■ The task
Please copy the lines below word for word, from the very first one through the line that contains "(1312, 233)", and leave out the pictures.

_ _ _ _ _ _ _

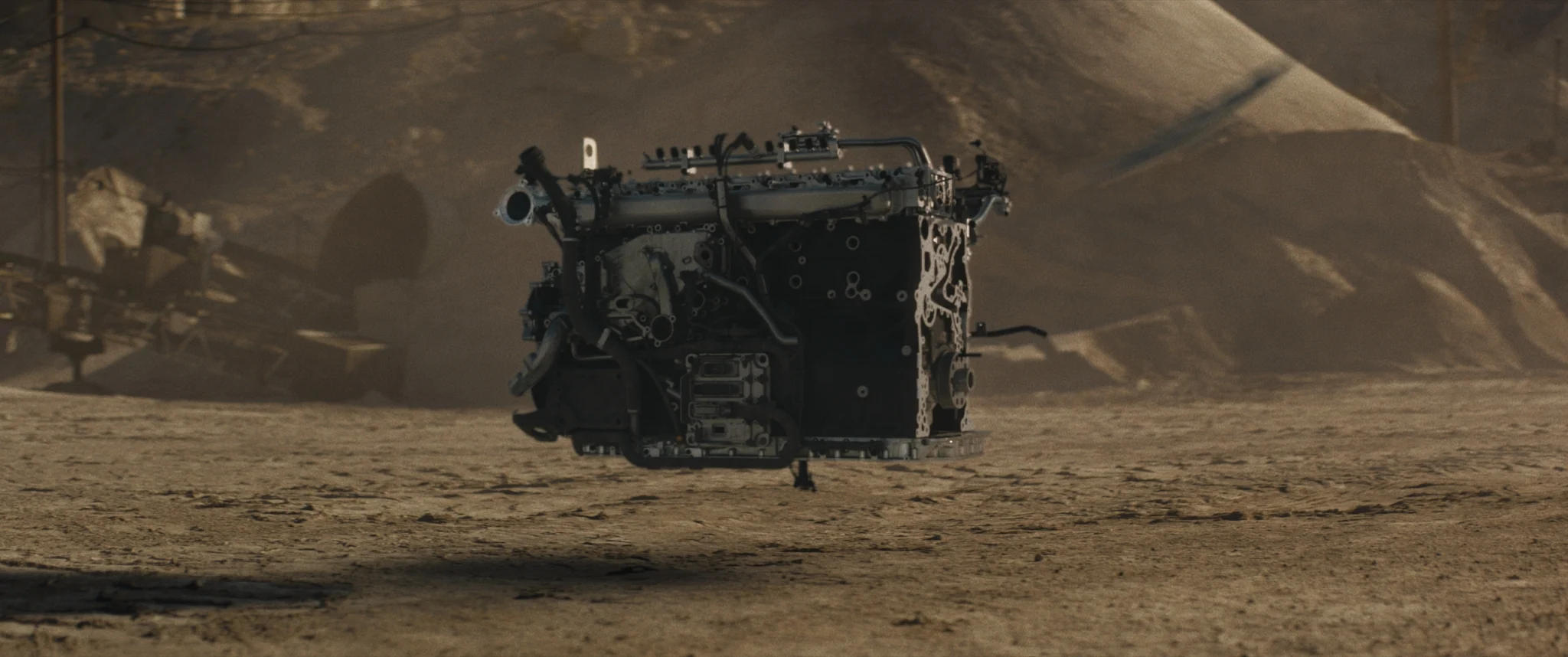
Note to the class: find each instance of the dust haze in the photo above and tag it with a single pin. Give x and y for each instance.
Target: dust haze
(1303, 391)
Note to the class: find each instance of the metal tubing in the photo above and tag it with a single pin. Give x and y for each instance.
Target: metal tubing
(58, 46)
(745, 293)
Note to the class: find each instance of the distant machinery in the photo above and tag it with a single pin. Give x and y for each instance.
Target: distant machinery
(198, 299)
(755, 320)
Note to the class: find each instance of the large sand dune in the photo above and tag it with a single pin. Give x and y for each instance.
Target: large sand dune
(1312, 233)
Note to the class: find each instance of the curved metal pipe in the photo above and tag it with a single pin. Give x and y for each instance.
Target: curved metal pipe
(756, 305)
(540, 361)
(915, 146)
(573, 295)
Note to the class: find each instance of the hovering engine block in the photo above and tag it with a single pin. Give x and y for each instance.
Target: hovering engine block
(755, 320)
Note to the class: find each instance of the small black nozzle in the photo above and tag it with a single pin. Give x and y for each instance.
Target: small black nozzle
(531, 160)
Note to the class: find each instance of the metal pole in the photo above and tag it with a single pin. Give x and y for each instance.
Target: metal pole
(1557, 90)
(43, 200)
(60, 130)
(1448, 87)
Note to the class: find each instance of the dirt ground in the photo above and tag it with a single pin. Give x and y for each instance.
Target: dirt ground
(1286, 516)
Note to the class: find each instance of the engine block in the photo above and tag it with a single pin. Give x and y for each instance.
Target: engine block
(755, 320)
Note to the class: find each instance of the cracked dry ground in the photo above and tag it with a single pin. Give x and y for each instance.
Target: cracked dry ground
(1307, 516)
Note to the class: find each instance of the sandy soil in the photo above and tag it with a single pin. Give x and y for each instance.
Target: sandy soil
(1292, 516)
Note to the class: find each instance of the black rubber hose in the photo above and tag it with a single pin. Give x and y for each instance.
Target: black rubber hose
(577, 302)
(792, 440)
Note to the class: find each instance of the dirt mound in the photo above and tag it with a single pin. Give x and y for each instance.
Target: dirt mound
(1387, 54)
(1313, 251)
(1291, 239)
(1038, 88)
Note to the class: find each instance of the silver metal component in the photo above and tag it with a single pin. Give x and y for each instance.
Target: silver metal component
(993, 203)
(540, 361)
(899, 449)
(712, 384)
(590, 154)
(756, 305)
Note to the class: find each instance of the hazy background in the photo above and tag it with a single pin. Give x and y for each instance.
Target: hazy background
(1321, 229)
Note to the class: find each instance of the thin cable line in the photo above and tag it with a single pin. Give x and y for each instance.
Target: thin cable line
(209, 10)
(303, 30)
(25, 8)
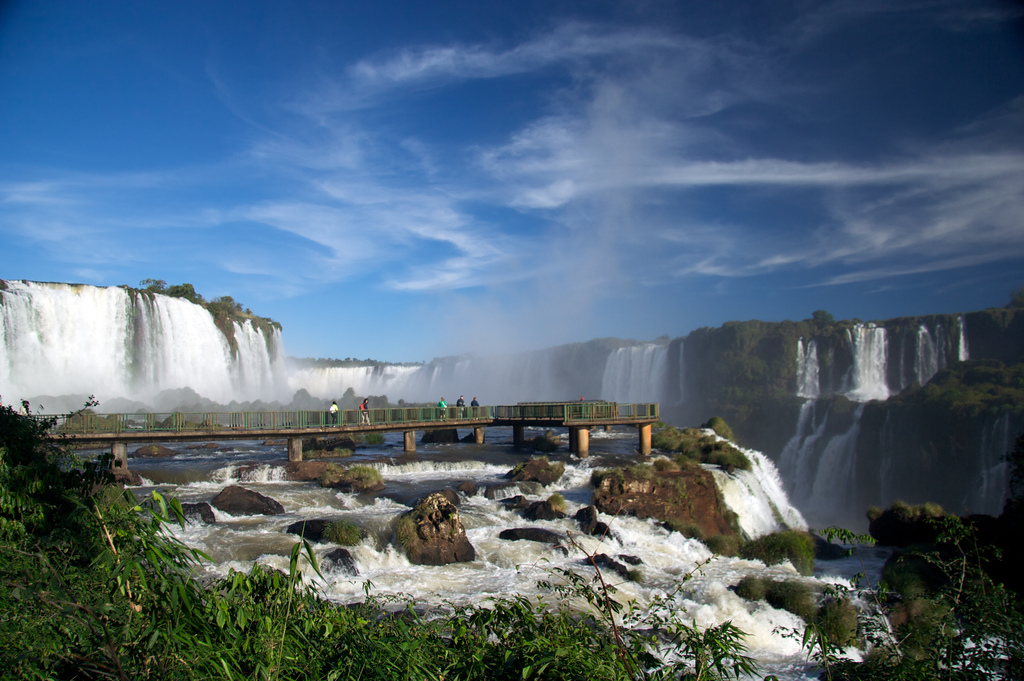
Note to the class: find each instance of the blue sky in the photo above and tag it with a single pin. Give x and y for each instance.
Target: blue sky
(408, 180)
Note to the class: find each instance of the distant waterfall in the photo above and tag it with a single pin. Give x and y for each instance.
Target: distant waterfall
(496, 380)
(866, 378)
(807, 369)
(635, 374)
(58, 339)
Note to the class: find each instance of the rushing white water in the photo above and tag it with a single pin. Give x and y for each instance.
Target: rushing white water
(807, 369)
(502, 568)
(866, 379)
(526, 377)
(60, 339)
(635, 374)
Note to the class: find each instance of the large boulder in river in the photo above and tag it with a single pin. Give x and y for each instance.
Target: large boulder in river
(684, 498)
(158, 451)
(537, 470)
(439, 436)
(432, 533)
(199, 513)
(239, 501)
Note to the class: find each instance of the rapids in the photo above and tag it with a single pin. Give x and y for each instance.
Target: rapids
(502, 567)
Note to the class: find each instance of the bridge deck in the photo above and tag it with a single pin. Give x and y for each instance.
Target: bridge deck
(178, 426)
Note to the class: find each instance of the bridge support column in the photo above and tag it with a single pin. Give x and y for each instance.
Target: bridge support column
(295, 449)
(582, 440)
(120, 453)
(645, 439)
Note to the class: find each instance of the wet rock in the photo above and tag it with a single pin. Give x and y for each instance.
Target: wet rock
(239, 501)
(531, 535)
(440, 436)
(311, 529)
(537, 470)
(589, 523)
(157, 451)
(199, 513)
(824, 550)
(432, 533)
(542, 510)
(605, 562)
(688, 497)
(516, 503)
(339, 560)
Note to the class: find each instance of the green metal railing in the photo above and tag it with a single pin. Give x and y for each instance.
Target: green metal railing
(178, 422)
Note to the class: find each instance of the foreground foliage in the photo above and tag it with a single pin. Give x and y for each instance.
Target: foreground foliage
(94, 587)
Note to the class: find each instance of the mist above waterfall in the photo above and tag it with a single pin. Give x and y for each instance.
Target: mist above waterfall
(113, 342)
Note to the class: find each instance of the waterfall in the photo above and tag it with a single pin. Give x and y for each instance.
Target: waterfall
(928, 359)
(807, 369)
(758, 498)
(962, 349)
(64, 340)
(866, 378)
(635, 374)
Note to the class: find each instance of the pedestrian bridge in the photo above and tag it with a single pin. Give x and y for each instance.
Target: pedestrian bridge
(118, 430)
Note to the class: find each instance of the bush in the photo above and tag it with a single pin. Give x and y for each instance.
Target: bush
(720, 427)
(724, 545)
(343, 534)
(792, 545)
(796, 597)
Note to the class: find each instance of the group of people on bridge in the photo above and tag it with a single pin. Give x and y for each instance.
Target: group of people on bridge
(460, 406)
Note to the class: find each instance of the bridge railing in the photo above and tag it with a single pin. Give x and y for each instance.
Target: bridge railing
(178, 422)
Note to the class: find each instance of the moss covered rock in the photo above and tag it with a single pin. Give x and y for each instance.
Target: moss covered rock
(432, 534)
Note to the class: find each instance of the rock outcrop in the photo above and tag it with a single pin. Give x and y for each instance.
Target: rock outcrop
(688, 497)
(239, 501)
(432, 533)
(537, 470)
(339, 560)
(155, 451)
(199, 513)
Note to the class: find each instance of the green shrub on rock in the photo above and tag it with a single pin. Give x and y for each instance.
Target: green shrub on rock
(342, 533)
(719, 425)
(793, 545)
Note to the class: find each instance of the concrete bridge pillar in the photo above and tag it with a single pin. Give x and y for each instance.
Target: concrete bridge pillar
(295, 449)
(120, 453)
(645, 439)
(582, 441)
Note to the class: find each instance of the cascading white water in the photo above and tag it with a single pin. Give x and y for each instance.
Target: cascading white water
(61, 340)
(634, 374)
(866, 379)
(807, 369)
(928, 359)
(963, 354)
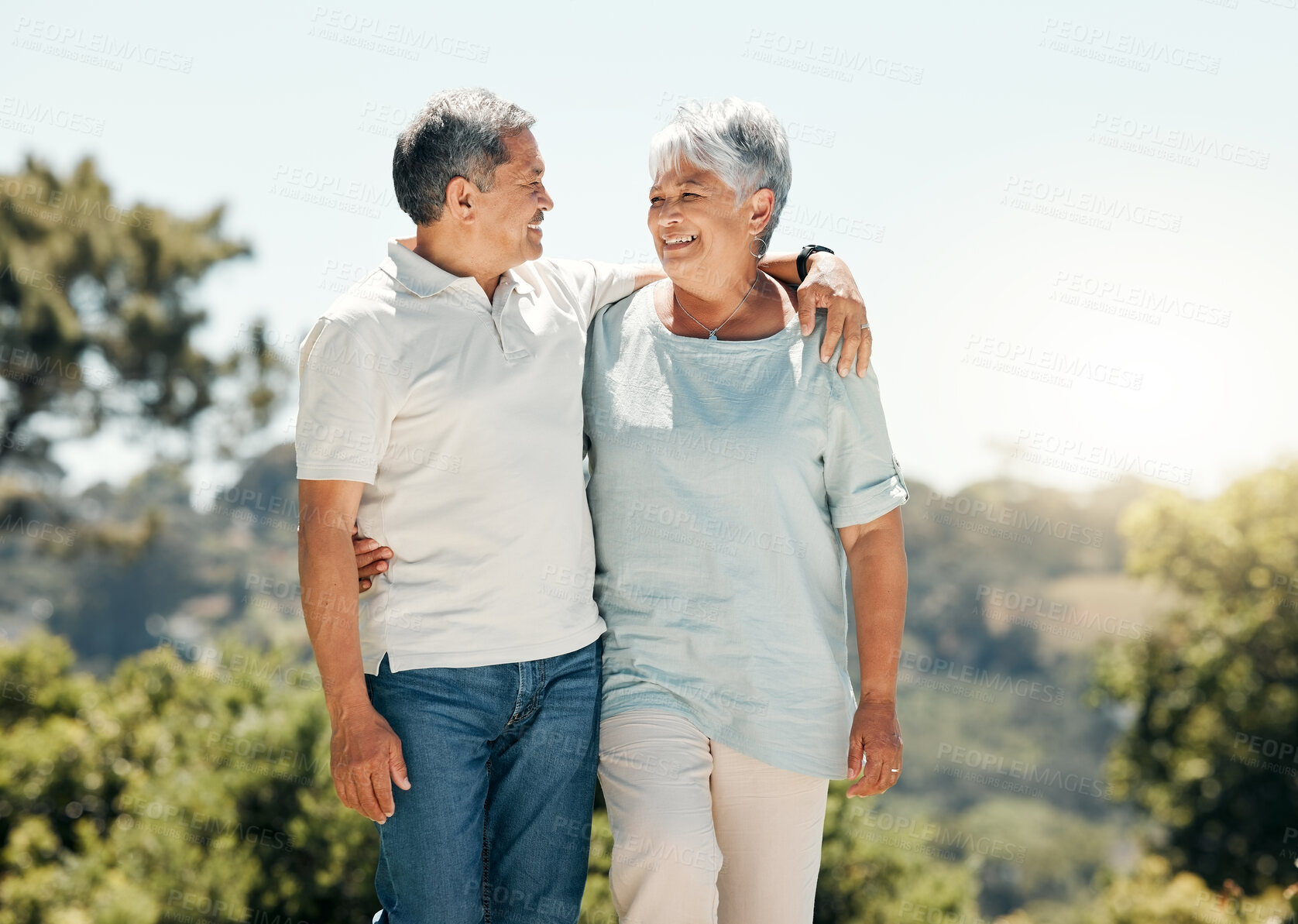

_ _ _ _ _ _ _

■ Task solution
Note to the class: find each instance of the dust haze in the photo above and tag it with a single pin. Give x and y for each instance.
Target: dust haze
(1303, 391)
Note to the class: find each instance of the metal tubing in the photo above and tag it with a single pin. Give x and y for each instance.
Target: metal tubing
(58, 46)
(745, 293)
Note to the class: find each instance of the distant machinery in the photo above and tag it with a single pin. Give x and y for each instance.
Target: distant machinery
(198, 299)
(755, 320)
Note to the class: find each instance of the large sand dune in the photo above and tag it with a single pin. Give x and y for each instance.
Target: large sand dune
(1312, 233)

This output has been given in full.